15. The solar cell of claim 4, wherein the solar cell comprises a
plurality of rectangular regions, each rectangular region having a
plurality of sides with the second front contact layer formed above
the buffer layer along the sides, each rectangular region having a
central region without the second front contact layer therein.
16. A method of making a solar cell, comprising: forming a back
contact layer on a substrate; forming an absorber layer on the back
contact layer; forming a buffer layer on the absorber layer; and
forming a first front contact layer above the buffer layer; and
forming a second front contact layer above a portion of the buffer
layer, the second front contact layer covering a smaller area than
the first front contact layer.
17. The method of claim 16, wherein the first front contact layer
has a first dopant concentration, and the second front contact
layer has a second dopant concentration, the first dopant
concentration being less than the second dopant concentration.
----
**Short exercise A:** Transcribe the entries below, starting at the line containing "of the ribbon" and ending after the line containing "[(486, 607)]".

**Entries provided:**
----
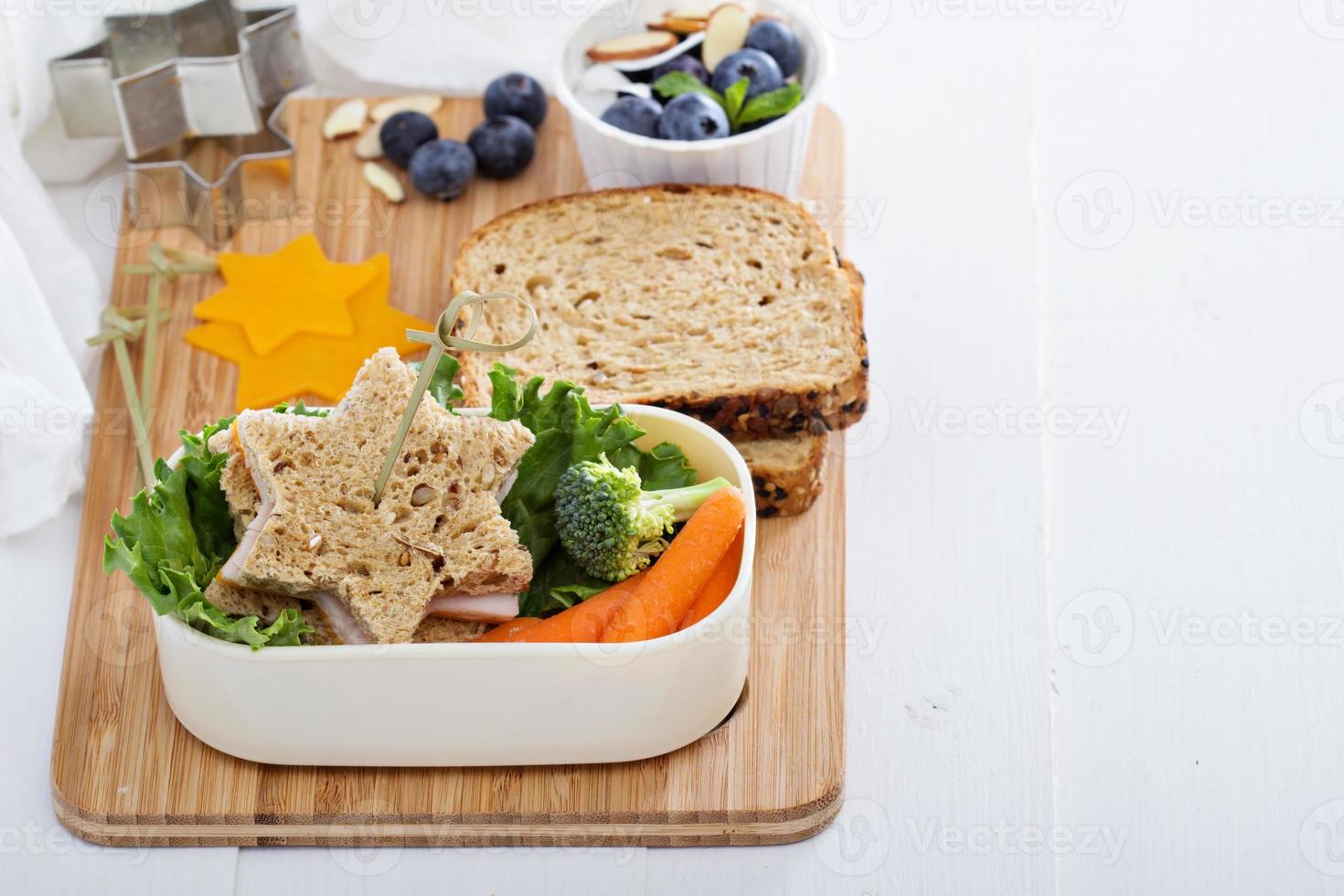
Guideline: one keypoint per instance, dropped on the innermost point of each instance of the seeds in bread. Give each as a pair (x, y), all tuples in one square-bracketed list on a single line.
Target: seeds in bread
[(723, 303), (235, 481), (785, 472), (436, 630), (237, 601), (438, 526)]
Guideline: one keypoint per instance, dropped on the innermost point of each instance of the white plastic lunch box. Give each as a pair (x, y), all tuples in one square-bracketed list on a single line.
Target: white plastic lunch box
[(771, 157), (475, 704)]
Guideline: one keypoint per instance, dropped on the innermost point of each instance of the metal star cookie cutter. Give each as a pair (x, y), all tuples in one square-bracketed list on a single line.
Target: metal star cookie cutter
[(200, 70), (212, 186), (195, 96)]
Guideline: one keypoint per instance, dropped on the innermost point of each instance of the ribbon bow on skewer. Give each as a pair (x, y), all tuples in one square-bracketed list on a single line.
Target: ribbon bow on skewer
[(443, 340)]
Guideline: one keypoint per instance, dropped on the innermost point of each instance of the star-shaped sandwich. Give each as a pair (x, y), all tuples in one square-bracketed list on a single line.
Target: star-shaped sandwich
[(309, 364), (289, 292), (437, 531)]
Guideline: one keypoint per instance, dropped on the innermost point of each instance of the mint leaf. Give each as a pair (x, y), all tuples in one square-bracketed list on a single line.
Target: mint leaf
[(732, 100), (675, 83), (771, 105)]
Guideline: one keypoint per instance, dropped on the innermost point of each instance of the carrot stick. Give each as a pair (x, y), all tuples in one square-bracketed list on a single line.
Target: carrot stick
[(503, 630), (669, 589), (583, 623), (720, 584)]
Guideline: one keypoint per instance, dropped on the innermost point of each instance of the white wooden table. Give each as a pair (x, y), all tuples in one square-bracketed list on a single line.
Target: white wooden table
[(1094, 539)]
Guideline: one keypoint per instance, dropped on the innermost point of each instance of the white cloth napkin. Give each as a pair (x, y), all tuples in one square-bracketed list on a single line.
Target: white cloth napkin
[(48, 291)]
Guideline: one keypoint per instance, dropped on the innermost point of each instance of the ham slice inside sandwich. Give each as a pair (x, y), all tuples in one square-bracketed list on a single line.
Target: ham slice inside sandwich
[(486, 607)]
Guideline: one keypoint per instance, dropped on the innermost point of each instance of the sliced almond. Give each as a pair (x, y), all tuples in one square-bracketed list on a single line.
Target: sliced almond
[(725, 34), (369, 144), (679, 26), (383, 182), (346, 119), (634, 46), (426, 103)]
----
**Short exercise B:** In the solar cell claims above, restate word for word the passage that opens with "15. The solar" and closes with "front contact layer.".

**Answer A:**
Guideline: one keypoint per instance, dropped on the innermost point of each instance of the ribbon bow on skewer. Give each as a pair (x, y), all tuples in one square-bracketed list on a single line.
Target: ribbon bow on skewer
[(443, 340)]
Guideline: one keypoint per instance, dropped on the innermost point of each instance of the star-shaped sandwich. Give each as a pair (x, y), all tuples in one square-bracketed list on a single line.
Target: star-shaped sandwich
[(309, 364), (289, 292), (437, 531)]
Guideline: one keypoint per instance, dropped on the innermost point of each instance of the mint leaf. Give each as a pair (x, y), all tuples in one square-bracketed list on a single line.
Target: mint leaf
[(732, 100), (675, 83), (771, 105)]
Guideline: one keypoint per instance, dropped on the innermost point of each instance of the carrot stick. Give each as a pair (x, y), all tuples in one square-bracketed list on a single line.
Target: carrot stick
[(503, 630), (669, 589), (583, 623), (720, 584)]
Guideline: one keypoint per instance, dropped on the innermost point of each instance of the white wooden table. Give each as a pair (x, y), all tuples in one square-bracketed list on a single line.
Target: white wooden table
[(1094, 539)]
Guideline: one keypoint per instance, dropped on the innermost point of each instance of the white cloth napkin. Give each as a pair (x, y), all tuples in one square-bracketed list on a single line.
Target: white cloth napkin
[(48, 291)]
Guideline: one keypoint per instance, dropped on the innermost point of each instance of the ham slice inside sandwich. Give each as a pair (x, y), all tuples in one square-bracketed list on a single line.
Target: ham slice inside sandwich
[(486, 607)]

**Answer B:**
15. The solar cell of claim 4, wherein the solar cell comprises a
plurality of rectangular regions, each rectangular region having a
plurality of sides with the second front contact layer formed above
the buffer layer along the sides, each rectangular region having a
central region without the second front contact layer therein.
16. A method of making a solar cell, comprising: forming a back
contact layer on a substrate; forming an absorber layer on the back
contact layer; forming a buffer layer on the absorber layer; and
forming a first front contact layer above the buffer layer; and
forming a second front contact layer above a portion of the buffer
layer, the second front contact layer covering a smaller area than
the first front contact layer.